Retype the lines below word for word, starting with the line containing "find the green" and going on through the last line of the records.

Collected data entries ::
————

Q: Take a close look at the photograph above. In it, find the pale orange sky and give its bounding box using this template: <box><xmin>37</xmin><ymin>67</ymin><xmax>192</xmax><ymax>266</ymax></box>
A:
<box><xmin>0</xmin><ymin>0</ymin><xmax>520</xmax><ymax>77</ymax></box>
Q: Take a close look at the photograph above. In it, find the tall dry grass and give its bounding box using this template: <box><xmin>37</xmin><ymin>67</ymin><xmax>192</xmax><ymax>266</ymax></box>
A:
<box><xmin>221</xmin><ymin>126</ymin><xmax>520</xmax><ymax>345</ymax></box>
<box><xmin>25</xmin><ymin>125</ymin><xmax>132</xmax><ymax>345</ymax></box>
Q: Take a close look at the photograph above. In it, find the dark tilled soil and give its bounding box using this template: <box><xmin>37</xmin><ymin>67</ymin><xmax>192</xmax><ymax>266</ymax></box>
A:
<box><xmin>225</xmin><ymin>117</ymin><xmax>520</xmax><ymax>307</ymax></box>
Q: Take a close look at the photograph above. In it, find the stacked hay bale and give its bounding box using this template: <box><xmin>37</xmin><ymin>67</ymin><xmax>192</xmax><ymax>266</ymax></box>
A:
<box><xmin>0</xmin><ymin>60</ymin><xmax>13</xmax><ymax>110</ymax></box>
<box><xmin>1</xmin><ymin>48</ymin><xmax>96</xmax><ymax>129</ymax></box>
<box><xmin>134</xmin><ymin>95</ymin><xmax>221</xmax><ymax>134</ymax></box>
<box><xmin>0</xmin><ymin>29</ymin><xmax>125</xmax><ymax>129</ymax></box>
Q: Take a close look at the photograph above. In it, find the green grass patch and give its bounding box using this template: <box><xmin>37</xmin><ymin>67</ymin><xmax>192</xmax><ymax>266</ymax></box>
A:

————

Solution ::
Q: Take a close look at the photograph above. In it, find the green grass patch and give its bounding box using this template: <box><xmin>37</xmin><ymin>67</ymin><xmax>192</xmax><ymax>266</ymax></box>
A:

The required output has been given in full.